__REQUIRED ACTION 1__
Rewrite the QM9 notebook text from "Compile the model" to "the resulting list.", changing "batch size" to "minibatch size".
__REQUIRED ACTION 2__
In the QM9 notebook text, at what level of theory were the dataset's molecular properties computed?

__DOCUMENT EXTRACT__
•••

In this notebook, you will be builing your own molecular potential based on QM energies. You will be using the QM9 dataset, which is composef of roughly 130,000 molecules containing 9 heavy atoms. This dataset also contains a number of molecular properties, like the dipole moment, total energy, and zero-point energy correciton, all computed at the B3LYP/6-31G(2df,p) level of theory.

## Loading the Data

The QM9 dataset is so commonly used, that `DeepChem` has a function to load, featurize, normalize, and split the data all in one function. 

All we need to do is define a featurizer, here we'll choose the Coulomb matrix, and then pass to the function `get_qm9()` defined in DeepChem.

In [None]:
# define a featurizer below

# Pass it to the function
tasks, datasets, transformers = deepchem.molnet.load_qm9(featurizer= )

The `tasks` list tells is what data is available for training. Print it below to see the values, and look at the `DeepChem` documentation to get their definitions

The `datasets` list contains the training, validation, and testing set descriptors and labels. We will use the training set to train the model, and the validation set is used at each epoch to estimate the accuracy. The testing set is only used to test the completed model, after it is trained. 

As usual, we need to do a little formatting of the data. First, we need to store each feature/label pair in a well-named list. I'll do what's needed on the training set, but repeat the procedure for the validation and testing sets.

In [None]:
# First we unroll the datasets
train, valid, test = datasets

# Then we grab the features, store them as x and y
xtrain = train.X
ytrain = train.y

# We need to make sure the features are the right dimension
x_train = np.reshape(x_train, (len(x_train), 32*32))

# Let's see how many training points we're using
print(len(x_train))


Now we need to select our labels. The lists contain all available data defined in the `tasks` list. We need to take our sets of y values, and create lists that only contain the label we want. In our case, this is the total energy, `u0`. Follow the comments below to create the three lists we need.

In [None]:
# First, determine the index of 'u0'. This will tell us what column from the y-values we need.

# Next, define a list of y-values (e.g., start with ytrain), as the slice
# of values at the index you defined


# Then, flatten the lists. Be sure they have nice names
# like ytrain, yvalid, and ytest



## Defining and training your model

Now that you have the data in the proper format, you need to define your model architecture. Despite the programmingnot being too demanding, this is a very challenging task. There are many choices here, but we'll stick to the same sequential models from the previous notebook. One addition you may want to consider a few things:

 1. Have your first layer have a number of nodes equal to your **total** number of features per molecule.
 2. Have the next few layers reduce the number of nodes to something more modest.
 3. Consider adding one or more **dropout layers**. These randomly set node values to zero, and are implemented to avoid overfitting.
 4. Try having a somewhat large number of layers. You may want to use a loop for that.
 5. We are ultimately learning a single number---the total energy---so your last layer should only have a single node.


Compile the model below. If you notice your model converges to a high-loss value very quickly, consider changing the **learning rate**, by passing a value to the compiler.

Finally, train your model. I'd recommend using a somewhat large batch size, and be sure to remove the `verbose=0` parameter so that you can monitor the loss in real time.

## Testing and evaluation

In the cell below, test your model by following these steps:

  1. Use your model to predict the energies of the test set. You will need to flatten the resulting list.
  2. Plot your predicted test values against the actual test values. Also plot the y=x line
  3. Calculate the RMSE and $R^2$ for the predicted values.

•••

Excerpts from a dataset
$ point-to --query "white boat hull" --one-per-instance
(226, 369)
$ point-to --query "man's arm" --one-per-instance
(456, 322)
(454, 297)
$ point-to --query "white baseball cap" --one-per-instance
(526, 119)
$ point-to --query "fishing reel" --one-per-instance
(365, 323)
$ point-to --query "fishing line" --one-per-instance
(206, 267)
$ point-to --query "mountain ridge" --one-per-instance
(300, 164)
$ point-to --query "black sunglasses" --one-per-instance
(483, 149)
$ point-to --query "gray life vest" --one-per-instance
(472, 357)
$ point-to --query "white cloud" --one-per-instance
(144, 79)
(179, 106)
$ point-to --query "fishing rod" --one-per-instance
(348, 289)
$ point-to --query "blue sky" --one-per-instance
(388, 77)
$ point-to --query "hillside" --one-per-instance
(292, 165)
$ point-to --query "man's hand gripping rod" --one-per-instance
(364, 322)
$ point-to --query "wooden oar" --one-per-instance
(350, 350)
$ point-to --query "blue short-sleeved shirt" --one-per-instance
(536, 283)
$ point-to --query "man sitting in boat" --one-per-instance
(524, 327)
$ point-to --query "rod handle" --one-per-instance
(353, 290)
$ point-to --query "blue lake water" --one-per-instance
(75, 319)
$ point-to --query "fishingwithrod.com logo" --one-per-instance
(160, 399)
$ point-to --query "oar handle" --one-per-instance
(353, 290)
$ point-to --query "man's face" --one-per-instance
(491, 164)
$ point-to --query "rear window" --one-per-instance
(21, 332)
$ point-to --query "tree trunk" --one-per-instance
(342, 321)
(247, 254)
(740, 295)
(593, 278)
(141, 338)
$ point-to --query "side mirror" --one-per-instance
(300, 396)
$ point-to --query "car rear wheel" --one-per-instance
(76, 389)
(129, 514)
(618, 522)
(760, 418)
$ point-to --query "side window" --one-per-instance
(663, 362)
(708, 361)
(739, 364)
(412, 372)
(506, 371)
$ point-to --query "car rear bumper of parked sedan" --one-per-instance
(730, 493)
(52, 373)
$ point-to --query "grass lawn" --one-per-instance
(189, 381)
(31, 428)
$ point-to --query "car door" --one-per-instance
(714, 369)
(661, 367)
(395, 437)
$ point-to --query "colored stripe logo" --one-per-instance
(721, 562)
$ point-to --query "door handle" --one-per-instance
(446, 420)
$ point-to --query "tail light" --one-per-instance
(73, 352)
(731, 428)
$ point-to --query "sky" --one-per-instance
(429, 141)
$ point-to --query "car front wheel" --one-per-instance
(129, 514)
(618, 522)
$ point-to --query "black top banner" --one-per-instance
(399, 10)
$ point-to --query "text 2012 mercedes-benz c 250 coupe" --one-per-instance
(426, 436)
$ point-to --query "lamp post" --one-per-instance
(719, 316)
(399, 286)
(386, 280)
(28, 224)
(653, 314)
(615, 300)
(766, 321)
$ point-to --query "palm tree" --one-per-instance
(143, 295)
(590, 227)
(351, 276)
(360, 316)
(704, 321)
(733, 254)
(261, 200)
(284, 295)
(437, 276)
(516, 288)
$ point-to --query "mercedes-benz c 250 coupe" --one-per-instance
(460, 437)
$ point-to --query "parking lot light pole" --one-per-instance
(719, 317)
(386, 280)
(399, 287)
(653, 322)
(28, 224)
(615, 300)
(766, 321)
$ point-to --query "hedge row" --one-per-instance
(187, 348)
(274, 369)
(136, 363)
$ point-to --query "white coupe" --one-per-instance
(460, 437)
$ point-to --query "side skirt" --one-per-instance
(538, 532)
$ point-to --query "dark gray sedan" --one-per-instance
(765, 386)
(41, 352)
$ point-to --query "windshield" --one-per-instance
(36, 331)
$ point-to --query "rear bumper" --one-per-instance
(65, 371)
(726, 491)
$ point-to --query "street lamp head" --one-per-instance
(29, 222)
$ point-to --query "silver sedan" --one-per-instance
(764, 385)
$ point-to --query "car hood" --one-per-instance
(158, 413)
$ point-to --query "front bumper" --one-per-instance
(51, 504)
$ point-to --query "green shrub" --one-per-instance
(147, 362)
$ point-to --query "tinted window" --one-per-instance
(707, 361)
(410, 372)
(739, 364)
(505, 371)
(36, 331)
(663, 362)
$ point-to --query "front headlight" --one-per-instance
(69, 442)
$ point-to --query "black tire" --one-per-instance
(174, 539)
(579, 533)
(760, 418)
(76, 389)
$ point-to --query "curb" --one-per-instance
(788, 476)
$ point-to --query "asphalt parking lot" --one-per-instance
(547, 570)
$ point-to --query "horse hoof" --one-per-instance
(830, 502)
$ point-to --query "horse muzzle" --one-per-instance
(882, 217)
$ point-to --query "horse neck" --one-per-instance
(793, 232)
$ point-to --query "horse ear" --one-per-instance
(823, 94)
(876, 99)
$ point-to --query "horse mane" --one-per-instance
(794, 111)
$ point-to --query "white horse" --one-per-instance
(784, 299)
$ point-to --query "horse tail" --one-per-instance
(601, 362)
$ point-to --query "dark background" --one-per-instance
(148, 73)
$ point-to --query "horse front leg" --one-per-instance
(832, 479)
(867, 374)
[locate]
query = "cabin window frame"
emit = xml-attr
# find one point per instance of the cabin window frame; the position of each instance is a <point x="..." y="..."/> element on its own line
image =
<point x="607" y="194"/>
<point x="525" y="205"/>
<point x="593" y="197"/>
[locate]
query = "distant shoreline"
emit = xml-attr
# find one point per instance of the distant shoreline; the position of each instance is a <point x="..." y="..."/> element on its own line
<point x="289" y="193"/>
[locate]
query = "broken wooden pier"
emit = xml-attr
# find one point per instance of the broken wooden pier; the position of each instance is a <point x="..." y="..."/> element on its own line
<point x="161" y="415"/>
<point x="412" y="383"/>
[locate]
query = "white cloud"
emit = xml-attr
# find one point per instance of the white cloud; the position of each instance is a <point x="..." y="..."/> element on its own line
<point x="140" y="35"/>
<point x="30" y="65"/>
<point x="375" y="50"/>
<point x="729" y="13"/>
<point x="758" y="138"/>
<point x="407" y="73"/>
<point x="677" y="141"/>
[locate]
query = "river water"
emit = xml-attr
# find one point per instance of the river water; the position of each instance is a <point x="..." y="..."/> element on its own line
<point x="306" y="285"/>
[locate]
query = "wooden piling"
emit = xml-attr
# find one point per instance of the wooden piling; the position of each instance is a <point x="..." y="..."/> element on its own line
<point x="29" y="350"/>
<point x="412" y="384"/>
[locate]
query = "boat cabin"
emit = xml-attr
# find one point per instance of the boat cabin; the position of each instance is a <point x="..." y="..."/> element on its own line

•••

__TASK RESULT 1__
Compile the model below. If you notice your model converges to a high-loss value very quickly, consider changing the **learning rate**, by passing a value to the compiler.

Finally, train your model. I'd recommend using a somewhat large minibatch size, and be sure to remove the `verbose=0` parameter so that you can monitor the loss in real time.

## Testing and evaluation

In the cell below, test your model by following these steps:

  1. Use your model to predict the energies of the test set. You will need to flatten the resulting list.

__TASK RESULT 2__
B3LYP/6-31G(2df,p)